# WHAT THE EXERCISE ASKS
Would you give again, exactly, the lines running from the line with "the brown wooden" to the end of the data below, both included?
=== DATA SECTION ===
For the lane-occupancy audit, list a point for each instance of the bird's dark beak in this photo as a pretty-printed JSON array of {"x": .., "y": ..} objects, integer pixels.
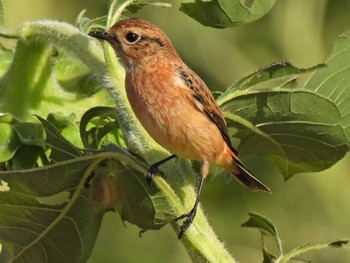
[{"x": 100, "y": 35}]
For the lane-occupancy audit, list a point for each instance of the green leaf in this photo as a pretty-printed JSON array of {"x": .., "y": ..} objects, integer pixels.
[
  {"x": 61, "y": 149},
  {"x": 1, "y": 13},
  {"x": 105, "y": 122},
  {"x": 306, "y": 248},
  {"x": 227, "y": 13},
  {"x": 265, "y": 226},
  {"x": 55, "y": 199},
  {"x": 24, "y": 203},
  {"x": 292, "y": 125}
]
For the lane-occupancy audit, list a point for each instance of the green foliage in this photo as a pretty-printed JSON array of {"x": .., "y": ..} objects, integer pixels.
[
  {"x": 63, "y": 174},
  {"x": 268, "y": 229},
  {"x": 227, "y": 13}
]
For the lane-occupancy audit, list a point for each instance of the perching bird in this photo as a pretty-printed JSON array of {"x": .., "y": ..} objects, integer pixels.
[{"x": 173, "y": 104}]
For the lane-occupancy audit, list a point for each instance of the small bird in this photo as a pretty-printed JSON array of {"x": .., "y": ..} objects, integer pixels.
[{"x": 173, "y": 104}]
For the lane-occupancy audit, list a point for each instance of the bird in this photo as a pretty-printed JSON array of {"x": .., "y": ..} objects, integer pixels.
[{"x": 174, "y": 105}]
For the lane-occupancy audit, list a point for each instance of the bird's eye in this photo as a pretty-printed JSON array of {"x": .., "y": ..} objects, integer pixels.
[{"x": 132, "y": 38}]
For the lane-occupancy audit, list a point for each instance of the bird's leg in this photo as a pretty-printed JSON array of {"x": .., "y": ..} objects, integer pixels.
[
  {"x": 153, "y": 170},
  {"x": 190, "y": 216}
]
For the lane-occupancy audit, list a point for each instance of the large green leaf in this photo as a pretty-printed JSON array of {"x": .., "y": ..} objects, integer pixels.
[
  {"x": 297, "y": 119},
  {"x": 40, "y": 207},
  {"x": 226, "y": 13},
  {"x": 268, "y": 229}
]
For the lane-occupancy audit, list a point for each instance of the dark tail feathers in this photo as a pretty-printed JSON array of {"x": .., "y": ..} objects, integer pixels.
[{"x": 246, "y": 178}]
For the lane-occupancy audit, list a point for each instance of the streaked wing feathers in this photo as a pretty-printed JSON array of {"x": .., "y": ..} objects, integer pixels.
[{"x": 204, "y": 101}]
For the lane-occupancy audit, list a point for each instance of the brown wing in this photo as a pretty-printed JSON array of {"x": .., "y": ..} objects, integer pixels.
[{"x": 204, "y": 101}]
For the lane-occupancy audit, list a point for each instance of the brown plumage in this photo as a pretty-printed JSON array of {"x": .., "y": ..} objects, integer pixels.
[{"x": 172, "y": 103}]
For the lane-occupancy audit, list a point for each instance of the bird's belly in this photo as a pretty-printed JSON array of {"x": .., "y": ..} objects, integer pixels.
[{"x": 182, "y": 130}]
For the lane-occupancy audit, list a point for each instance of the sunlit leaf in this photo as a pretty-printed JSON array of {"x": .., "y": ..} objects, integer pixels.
[
  {"x": 41, "y": 206},
  {"x": 265, "y": 226},
  {"x": 226, "y": 13},
  {"x": 105, "y": 122},
  {"x": 295, "y": 127}
]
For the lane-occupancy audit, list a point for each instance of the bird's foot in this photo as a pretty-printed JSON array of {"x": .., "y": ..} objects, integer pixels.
[{"x": 187, "y": 222}]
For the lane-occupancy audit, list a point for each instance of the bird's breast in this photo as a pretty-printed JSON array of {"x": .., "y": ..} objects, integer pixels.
[{"x": 166, "y": 110}]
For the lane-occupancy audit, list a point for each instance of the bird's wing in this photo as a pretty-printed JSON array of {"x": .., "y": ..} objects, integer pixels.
[{"x": 205, "y": 102}]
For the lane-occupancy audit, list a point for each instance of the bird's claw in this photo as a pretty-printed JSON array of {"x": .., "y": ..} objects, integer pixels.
[
  {"x": 188, "y": 221},
  {"x": 153, "y": 170}
]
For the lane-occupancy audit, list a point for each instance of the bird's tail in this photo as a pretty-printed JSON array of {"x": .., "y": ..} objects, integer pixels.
[{"x": 244, "y": 176}]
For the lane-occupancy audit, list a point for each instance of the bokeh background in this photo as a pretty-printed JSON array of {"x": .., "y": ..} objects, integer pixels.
[{"x": 309, "y": 208}]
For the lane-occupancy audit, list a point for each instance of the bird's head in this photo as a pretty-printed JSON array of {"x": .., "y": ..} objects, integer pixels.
[{"x": 137, "y": 41}]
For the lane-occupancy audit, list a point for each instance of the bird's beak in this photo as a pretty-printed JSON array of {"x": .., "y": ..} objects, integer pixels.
[{"x": 100, "y": 35}]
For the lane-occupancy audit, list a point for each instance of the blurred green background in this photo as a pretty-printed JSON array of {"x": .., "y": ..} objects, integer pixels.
[{"x": 309, "y": 208}]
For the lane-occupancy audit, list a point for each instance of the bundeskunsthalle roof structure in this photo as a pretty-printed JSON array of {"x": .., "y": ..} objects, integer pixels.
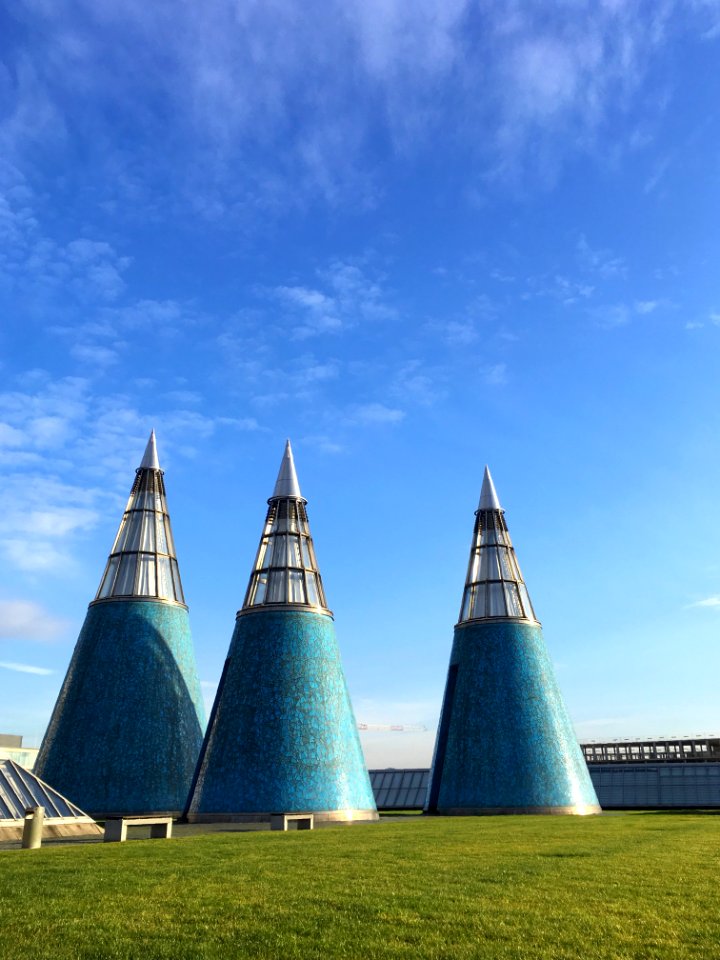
[
  {"x": 282, "y": 737},
  {"x": 505, "y": 743},
  {"x": 20, "y": 790},
  {"x": 127, "y": 726}
]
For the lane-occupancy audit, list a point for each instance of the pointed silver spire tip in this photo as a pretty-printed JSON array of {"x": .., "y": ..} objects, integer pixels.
[
  {"x": 150, "y": 459},
  {"x": 287, "y": 484},
  {"x": 488, "y": 495}
]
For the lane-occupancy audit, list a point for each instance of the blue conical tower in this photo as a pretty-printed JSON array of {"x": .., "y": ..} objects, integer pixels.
[
  {"x": 282, "y": 737},
  {"x": 128, "y": 724},
  {"x": 505, "y": 743}
]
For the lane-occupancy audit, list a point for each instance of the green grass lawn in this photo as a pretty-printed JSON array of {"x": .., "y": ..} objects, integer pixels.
[{"x": 623, "y": 886}]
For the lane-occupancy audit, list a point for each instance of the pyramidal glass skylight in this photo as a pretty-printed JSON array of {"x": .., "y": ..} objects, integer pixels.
[
  {"x": 286, "y": 570},
  {"x": 142, "y": 562},
  {"x": 494, "y": 586}
]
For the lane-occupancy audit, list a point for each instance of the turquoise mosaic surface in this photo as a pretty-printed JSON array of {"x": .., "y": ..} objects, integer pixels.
[
  {"x": 282, "y": 736},
  {"x": 505, "y": 739},
  {"x": 128, "y": 725}
]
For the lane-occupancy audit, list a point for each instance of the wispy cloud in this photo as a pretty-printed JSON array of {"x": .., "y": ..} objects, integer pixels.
[
  {"x": 602, "y": 263},
  {"x": 712, "y": 602},
  {"x": 25, "y": 620},
  {"x": 345, "y": 296},
  {"x": 349, "y": 71},
  {"x": 376, "y": 413},
  {"x": 25, "y": 668},
  {"x": 495, "y": 375}
]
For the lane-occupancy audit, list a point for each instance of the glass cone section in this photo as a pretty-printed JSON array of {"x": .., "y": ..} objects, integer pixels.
[
  {"x": 142, "y": 562},
  {"x": 286, "y": 570},
  {"x": 494, "y": 586}
]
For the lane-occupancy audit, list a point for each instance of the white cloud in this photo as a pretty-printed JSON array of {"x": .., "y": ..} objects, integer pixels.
[
  {"x": 713, "y": 602},
  {"x": 495, "y": 375},
  {"x": 26, "y": 668},
  {"x": 376, "y": 413},
  {"x": 603, "y": 263},
  {"x": 24, "y": 620},
  {"x": 350, "y": 297}
]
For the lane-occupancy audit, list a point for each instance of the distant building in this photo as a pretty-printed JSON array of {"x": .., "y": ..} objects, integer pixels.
[
  {"x": 126, "y": 730},
  {"x": 282, "y": 736},
  {"x": 11, "y": 748},
  {"x": 505, "y": 743},
  {"x": 663, "y": 774}
]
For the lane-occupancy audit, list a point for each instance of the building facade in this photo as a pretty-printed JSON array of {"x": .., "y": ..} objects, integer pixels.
[
  {"x": 127, "y": 727},
  {"x": 282, "y": 736},
  {"x": 505, "y": 743}
]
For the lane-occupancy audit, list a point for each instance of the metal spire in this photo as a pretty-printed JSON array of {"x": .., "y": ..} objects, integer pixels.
[
  {"x": 286, "y": 571},
  {"x": 142, "y": 562},
  {"x": 494, "y": 586},
  {"x": 287, "y": 484},
  {"x": 488, "y": 496},
  {"x": 150, "y": 460}
]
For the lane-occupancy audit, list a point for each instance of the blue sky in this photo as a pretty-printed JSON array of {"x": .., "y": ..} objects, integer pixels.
[{"x": 415, "y": 238}]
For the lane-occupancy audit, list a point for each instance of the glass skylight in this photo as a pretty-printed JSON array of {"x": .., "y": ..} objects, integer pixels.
[
  {"x": 494, "y": 586},
  {"x": 142, "y": 562},
  {"x": 285, "y": 569}
]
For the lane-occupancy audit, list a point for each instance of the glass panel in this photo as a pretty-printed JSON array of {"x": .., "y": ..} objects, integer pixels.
[
  {"x": 132, "y": 541},
  {"x": 312, "y": 589},
  {"x": 467, "y": 601},
  {"x": 146, "y": 576},
  {"x": 505, "y": 565},
  {"x": 125, "y": 582},
  {"x": 168, "y": 534},
  {"x": 279, "y": 549},
  {"x": 281, "y": 519},
  {"x": 148, "y": 536},
  {"x": 122, "y": 532},
  {"x": 294, "y": 552},
  {"x": 478, "y": 608},
  {"x": 276, "y": 587},
  {"x": 179, "y": 595},
  {"x": 488, "y": 530},
  {"x": 260, "y": 589},
  {"x": 106, "y": 586},
  {"x": 262, "y": 551},
  {"x": 513, "y": 600},
  {"x": 527, "y": 606},
  {"x": 489, "y": 565},
  {"x": 140, "y": 501},
  {"x": 165, "y": 584},
  {"x": 496, "y": 601},
  {"x": 296, "y": 589},
  {"x": 161, "y": 538}
]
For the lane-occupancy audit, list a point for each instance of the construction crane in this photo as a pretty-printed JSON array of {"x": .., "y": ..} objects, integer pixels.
[{"x": 393, "y": 727}]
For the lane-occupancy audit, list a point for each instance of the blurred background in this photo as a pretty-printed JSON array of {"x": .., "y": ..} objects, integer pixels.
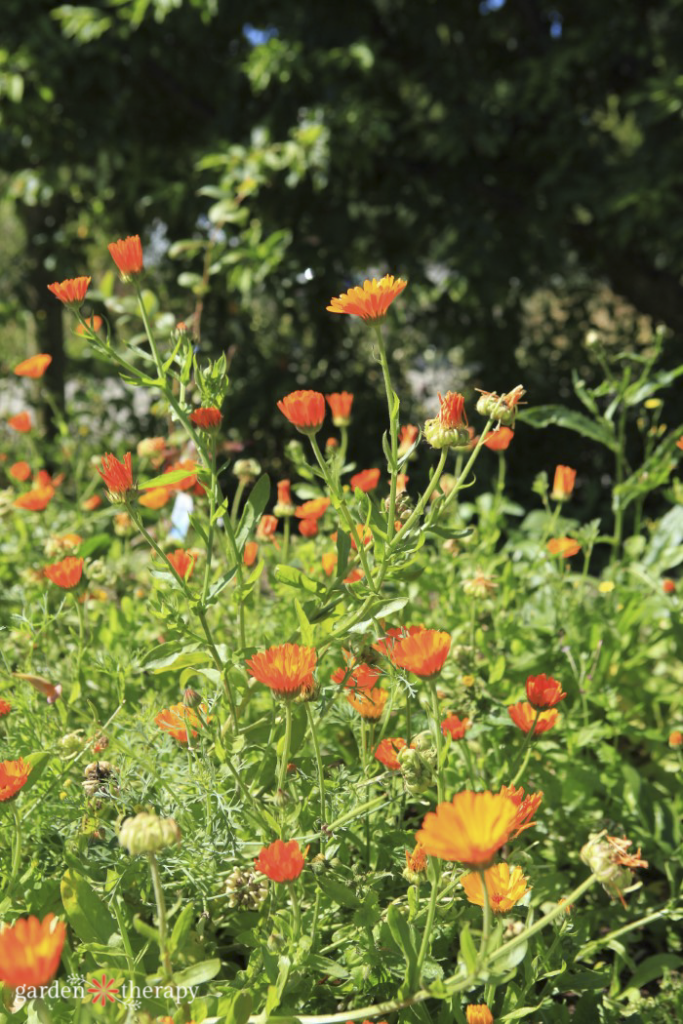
[{"x": 518, "y": 161}]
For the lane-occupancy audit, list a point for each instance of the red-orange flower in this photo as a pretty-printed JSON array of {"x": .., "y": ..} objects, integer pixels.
[
  {"x": 563, "y": 546},
  {"x": 286, "y": 669},
  {"x": 387, "y": 751},
  {"x": 182, "y": 562},
  {"x": 544, "y": 691},
  {"x": 127, "y": 254},
  {"x": 34, "y": 367},
  {"x": 366, "y": 480},
  {"x": 20, "y": 423},
  {"x": 314, "y": 509},
  {"x": 281, "y": 861},
  {"x": 19, "y": 471},
  {"x": 523, "y": 716},
  {"x": 31, "y": 950},
  {"x": 470, "y": 828},
  {"x": 118, "y": 476},
  {"x": 454, "y": 726},
  {"x": 207, "y": 419},
  {"x": 340, "y": 403},
  {"x": 13, "y": 775},
  {"x": 72, "y": 292},
  {"x": 423, "y": 654},
  {"x": 66, "y": 573},
  {"x": 500, "y": 439},
  {"x": 371, "y": 301},
  {"x": 305, "y": 410},
  {"x": 563, "y": 482}
]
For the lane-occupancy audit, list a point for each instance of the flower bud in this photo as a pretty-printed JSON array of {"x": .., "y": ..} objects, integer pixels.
[{"x": 148, "y": 834}]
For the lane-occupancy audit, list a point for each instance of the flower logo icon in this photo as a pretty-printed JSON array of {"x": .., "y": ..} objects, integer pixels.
[{"x": 102, "y": 989}]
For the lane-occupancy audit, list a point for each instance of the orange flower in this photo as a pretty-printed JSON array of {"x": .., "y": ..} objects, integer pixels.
[
  {"x": 423, "y": 654},
  {"x": 118, "y": 476},
  {"x": 470, "y": 828},
  {"x": 127, "y": 254},
  {"x": 313, "y": 509},
  {"x": 31, "y": 950},
  {"x": 544, "y": 691},
  {"x": 94, "y": 323},
  {"x": 369, "y": 704},
  {"x": 20, "y": 423},
  {"x": 478, "y": 1013},
  {"x": 19, "y": 471},
  {"x": 523, "y": 715},
  {"x": 182, "y": 562},
  {"x": 250, "y": 553},
  {"x": 308, "y": 527},
  {"x": 340, "y": 403},
  {"x": 505, "y": 888},
  {"x": 66, "y": 573},
  {"x": 281, "y": 861},
  {"x": 526, "y": 807},
  {"x": 500, "y": 439},
  {"x": 286, "y": 669},
  {"x": 454, "y": 726},
  {"x": 34, "y": 367},
  {"x": 387, "y": 750},
  {"x": 36, "y": 500},
  {"x": 305, "y": 410},
  {"x": 72, "y": 292},
  {"x": 156, "y": 498},
  {"x": 563, "y": 546},
  {"x": 563, "y": 483},
  {"x": 366, "y": 480},
  {"x": 13, "y": 775},
  {"x": 178, "y": 720},
  {"x": 207, "y": 419},
  {"x": 371, "y": 301}
]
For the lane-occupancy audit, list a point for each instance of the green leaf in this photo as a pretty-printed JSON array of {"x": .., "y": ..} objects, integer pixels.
[{"x": 546, "y": 416}]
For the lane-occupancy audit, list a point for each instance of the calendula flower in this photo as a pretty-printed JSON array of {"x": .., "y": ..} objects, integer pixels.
[
  {"x": 526, "y": 807},
  {"x": 250, "y": 553},
  {"x": 13, "y": 776},
  {"x": 470, "y": 828},
  {"x": 372, "y": 301},
  {"x": 182, "y": 562},
  {"x": 563, "y": 546},
  {"x": 66, "y": 573},
  {"x": 34, "y": 367},
  {"x": 155, "y": 499},
  {"x": 31, "y": 950},
  {"x": 127, "y": 254},
  {"x": 544, "y": 691},
  {"x": 499, "y": 440},
  {"x": 20, "y": 423},
  {"x": 340, "y": 403},
  {"x": 563, "y": 483},
  {"x": 19, "y": 471},
  {"x": 454, "y": 726},
  {"x": 72, "y": 292},
  {"x": 209, "y": 418},
  {"x": 478, "y": 1013},
  {"x": 423, "y": 654},
  {"x": 366, "y": 480},
  {"x": 387, "y": 751},
  {"x": 369, "y": 704},
  {"x": 118, "y": 476},
  {"x": 286, "y": 669},
  {"x": 523, "y": 715},
  {"x": 304, "y": 410},
  {"x": 505, "y": 887},
  {"x": 281, "y": 861}
]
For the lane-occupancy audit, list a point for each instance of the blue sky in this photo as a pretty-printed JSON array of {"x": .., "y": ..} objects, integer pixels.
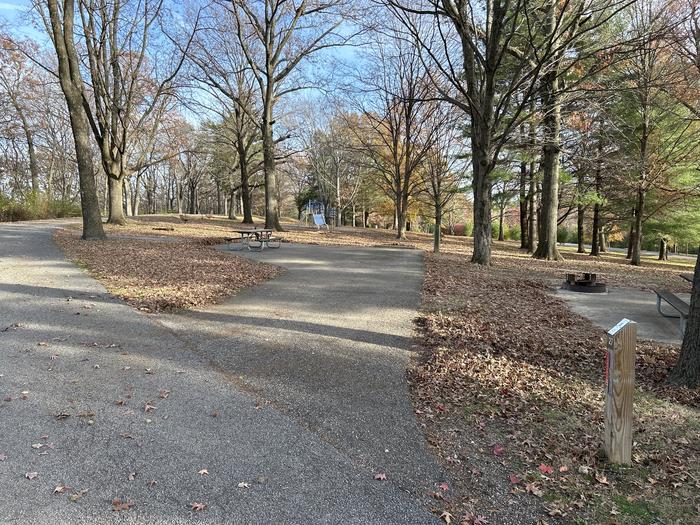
[{"x": 16, "y": 16}]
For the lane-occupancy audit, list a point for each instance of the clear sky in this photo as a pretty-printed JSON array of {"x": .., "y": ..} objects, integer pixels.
[{"x": 15, "y": 15}]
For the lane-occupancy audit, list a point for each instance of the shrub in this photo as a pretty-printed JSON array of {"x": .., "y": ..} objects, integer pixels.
[{"x": 35, "y": 208}]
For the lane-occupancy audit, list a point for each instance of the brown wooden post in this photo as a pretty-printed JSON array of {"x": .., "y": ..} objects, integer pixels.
[{"x": 622, "y": 343}]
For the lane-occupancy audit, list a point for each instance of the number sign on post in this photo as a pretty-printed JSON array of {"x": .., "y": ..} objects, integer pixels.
[{"x": 619, "y": 393}]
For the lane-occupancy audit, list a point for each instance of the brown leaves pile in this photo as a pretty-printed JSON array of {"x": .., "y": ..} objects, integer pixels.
[
  {"x": 612, "y": 266},
  {"x": 156, "y": 276},
  {"x": 505, "y": 361}
]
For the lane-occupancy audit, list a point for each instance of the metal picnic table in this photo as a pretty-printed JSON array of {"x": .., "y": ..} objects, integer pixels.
[{"x": 254, "y": 238}]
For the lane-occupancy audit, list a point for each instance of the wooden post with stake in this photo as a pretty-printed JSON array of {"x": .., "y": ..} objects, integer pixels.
[{"x": 619, "y": 390}]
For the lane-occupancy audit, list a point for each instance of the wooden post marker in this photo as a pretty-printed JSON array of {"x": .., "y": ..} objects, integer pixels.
[{"x": 619, "y": 390}]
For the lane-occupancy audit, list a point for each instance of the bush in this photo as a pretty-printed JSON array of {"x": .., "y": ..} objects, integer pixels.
===
# EXERCISE OUTPUT
For the lane-occupancy audit, list a point for each instance of the brown wooden post in this photo as a pretty-printed JSON array of {"x": .., "y": ..} objects, integer pixels.
[{"x": 622, "y": 343}]
For the lane-occupancy audit, list a point for each instance of the number sign on post in this photo as a pretty-printed JSON array of {"x": .., "y": ..} objects, integer pixels.
[{"x": 619, "y": 393}]
For the lane-occupancy audit, list a point for each instance of the brown leaves pile in this photo as a pretty-printed JSON array of {"x": .., "y": ..} objects, integer pixels.
[
  {"x": 612, "y": 266},
  {"x": 156, "y": 276},
  {"x": 505, "y": 361}
]
For the lane-occupancy audit, list a point for each instance of the metal picnic table in this photo as a pretty-printed JSON array of {"x": .., "y": ..} objects, integer pixels.
[{"x": 254, "y": 238}]
For the lane-occupancy audit, list a point for each instance of the wooden post with stake in this photo as a pretty-printed JSON array of {"x": .., "y": ..} objects, integer pixels.
[{"x": 619, "y": 390}]
For the lane-occupancy audit, list a point for each instance of the wooden post marker in this photo as a pretty-printed JSON array of {"x": .., "y": ..} objects, integer pixels.
[{"x": 619, "y": 390}]
For the lane-occupancy audit, list a point for each instance of the bush in this photo as a pretty-printed JSON array of {"x": .., "y": ..} objects, integer pixels.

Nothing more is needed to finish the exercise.